STATED TASK>
Report each line in the items below that contains the string "bush". Case counts.

EXERCISE MATERIALS>
------------------------------------------------------------------------
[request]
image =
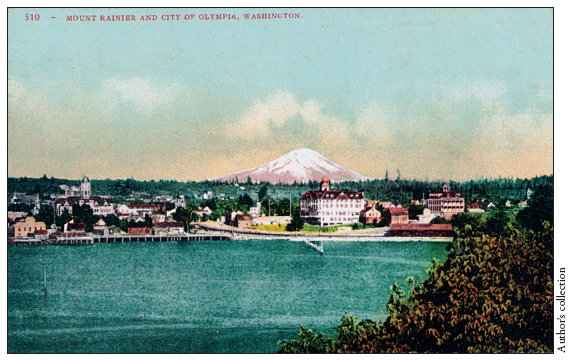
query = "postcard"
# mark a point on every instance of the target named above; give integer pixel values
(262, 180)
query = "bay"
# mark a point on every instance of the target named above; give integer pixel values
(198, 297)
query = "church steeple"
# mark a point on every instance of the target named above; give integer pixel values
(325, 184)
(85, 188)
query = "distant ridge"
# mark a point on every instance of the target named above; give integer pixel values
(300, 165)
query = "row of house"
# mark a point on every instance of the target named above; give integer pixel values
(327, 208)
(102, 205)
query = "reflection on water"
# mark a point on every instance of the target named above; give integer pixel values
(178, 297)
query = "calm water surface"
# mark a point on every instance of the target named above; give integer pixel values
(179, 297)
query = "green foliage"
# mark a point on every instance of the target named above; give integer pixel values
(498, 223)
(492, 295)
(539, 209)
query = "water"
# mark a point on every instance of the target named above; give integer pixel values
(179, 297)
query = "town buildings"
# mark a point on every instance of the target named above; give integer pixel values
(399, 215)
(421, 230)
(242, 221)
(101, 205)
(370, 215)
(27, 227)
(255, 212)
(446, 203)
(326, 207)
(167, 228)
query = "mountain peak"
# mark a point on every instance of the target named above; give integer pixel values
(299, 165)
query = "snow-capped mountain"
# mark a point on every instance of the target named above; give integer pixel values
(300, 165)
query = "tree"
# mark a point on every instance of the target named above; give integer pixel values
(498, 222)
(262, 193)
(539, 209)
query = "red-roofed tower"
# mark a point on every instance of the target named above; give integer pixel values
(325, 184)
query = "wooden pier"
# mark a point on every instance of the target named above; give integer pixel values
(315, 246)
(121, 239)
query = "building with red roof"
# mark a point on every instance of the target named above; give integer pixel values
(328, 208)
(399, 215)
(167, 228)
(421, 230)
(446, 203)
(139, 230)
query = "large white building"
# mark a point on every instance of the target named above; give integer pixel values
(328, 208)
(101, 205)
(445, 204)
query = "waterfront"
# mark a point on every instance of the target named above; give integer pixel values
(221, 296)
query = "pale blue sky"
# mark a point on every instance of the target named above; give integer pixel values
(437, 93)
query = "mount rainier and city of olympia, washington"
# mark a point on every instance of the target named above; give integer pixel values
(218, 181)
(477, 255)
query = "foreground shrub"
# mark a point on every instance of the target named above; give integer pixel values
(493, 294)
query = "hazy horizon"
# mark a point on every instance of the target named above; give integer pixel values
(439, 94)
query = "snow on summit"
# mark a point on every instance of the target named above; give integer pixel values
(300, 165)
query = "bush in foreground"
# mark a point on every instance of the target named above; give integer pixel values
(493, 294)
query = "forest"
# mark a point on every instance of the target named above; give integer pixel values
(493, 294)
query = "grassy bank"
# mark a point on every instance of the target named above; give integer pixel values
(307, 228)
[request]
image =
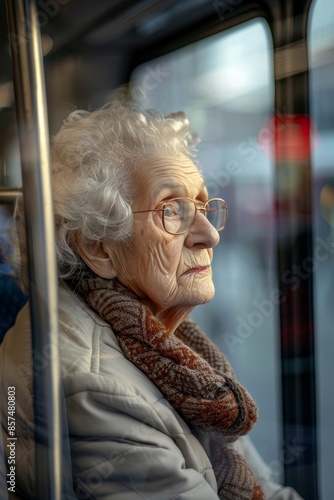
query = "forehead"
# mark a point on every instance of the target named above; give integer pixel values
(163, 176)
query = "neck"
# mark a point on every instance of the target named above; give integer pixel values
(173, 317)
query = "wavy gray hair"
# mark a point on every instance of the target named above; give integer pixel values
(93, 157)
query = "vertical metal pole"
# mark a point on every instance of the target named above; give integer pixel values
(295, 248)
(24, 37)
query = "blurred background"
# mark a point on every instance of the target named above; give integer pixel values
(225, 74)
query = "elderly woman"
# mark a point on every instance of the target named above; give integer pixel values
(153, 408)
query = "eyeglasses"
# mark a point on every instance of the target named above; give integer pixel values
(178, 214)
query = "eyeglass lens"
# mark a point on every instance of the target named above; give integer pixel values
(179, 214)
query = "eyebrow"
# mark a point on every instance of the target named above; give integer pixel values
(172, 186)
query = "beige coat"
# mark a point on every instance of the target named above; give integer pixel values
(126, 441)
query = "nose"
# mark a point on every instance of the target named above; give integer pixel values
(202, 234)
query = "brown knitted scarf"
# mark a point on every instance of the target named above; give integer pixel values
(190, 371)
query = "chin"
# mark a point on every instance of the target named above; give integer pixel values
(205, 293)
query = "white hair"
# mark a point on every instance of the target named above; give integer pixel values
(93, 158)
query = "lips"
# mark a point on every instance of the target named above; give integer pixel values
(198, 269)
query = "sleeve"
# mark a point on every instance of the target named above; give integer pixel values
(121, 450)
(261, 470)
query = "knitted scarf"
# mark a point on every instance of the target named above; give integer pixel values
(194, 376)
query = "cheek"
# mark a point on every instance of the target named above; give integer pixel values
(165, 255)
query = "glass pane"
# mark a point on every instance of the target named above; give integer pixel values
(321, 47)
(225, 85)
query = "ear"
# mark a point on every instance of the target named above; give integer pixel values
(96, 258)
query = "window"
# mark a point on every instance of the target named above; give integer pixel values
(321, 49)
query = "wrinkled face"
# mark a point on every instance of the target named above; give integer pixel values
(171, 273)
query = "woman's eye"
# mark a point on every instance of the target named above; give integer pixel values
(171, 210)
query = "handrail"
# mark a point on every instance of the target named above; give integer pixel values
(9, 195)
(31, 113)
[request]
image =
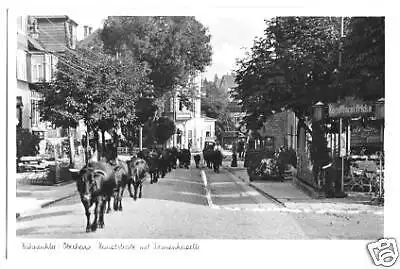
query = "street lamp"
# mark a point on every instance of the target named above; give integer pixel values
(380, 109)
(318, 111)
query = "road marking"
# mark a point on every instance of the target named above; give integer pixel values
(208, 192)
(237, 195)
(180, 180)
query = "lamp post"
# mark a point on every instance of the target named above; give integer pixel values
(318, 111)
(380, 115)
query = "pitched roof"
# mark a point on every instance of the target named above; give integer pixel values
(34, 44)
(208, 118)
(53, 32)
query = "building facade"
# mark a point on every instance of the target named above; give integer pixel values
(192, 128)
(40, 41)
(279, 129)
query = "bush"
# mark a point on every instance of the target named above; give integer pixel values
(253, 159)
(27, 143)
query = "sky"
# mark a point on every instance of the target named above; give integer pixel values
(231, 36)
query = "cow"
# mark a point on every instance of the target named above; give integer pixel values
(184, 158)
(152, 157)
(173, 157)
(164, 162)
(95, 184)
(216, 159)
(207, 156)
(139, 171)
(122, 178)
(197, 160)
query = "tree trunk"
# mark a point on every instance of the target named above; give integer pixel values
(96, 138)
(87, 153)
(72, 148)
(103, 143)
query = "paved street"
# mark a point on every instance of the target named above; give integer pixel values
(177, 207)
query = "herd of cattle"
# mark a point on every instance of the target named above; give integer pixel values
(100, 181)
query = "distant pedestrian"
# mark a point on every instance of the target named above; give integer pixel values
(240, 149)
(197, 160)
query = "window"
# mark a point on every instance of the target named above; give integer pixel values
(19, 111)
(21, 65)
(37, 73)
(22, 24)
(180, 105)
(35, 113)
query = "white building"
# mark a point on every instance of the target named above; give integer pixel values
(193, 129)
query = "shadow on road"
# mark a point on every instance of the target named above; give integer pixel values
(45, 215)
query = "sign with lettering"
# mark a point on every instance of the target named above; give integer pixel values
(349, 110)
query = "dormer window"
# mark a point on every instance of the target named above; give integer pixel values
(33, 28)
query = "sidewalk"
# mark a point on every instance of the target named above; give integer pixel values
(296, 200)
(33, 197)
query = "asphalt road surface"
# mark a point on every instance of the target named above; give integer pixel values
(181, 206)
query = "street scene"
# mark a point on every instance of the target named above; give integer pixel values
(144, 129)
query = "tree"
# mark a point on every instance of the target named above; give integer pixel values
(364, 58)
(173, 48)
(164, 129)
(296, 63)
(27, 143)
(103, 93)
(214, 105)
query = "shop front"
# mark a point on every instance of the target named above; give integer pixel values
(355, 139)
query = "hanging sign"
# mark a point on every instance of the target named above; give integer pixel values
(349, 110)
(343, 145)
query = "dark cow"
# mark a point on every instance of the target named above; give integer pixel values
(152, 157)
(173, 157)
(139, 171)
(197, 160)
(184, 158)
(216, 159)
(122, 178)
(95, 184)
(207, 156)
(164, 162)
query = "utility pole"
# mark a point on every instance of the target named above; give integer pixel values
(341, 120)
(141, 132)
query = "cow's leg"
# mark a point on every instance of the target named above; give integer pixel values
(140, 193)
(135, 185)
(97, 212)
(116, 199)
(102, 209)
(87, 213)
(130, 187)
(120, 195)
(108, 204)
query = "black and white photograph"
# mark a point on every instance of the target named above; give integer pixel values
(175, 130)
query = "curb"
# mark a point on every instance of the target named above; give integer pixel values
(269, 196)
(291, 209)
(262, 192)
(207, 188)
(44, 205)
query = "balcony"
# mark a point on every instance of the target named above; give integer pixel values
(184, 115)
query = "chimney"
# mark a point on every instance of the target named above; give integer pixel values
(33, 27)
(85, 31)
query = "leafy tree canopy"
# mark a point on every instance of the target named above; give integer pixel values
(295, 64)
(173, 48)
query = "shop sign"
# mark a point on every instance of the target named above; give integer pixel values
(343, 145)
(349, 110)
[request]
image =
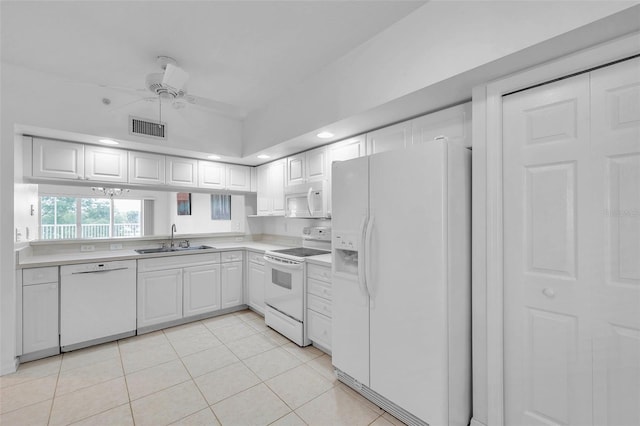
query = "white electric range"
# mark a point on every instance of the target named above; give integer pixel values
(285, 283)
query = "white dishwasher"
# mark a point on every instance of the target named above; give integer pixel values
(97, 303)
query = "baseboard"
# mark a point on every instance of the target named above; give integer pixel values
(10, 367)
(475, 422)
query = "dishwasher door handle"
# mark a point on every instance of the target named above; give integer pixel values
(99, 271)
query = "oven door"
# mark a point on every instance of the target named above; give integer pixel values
------------------------------------------------------------------------
RESULT OF THE EXERCISE>
query = "bush in foreground"
query = "bush"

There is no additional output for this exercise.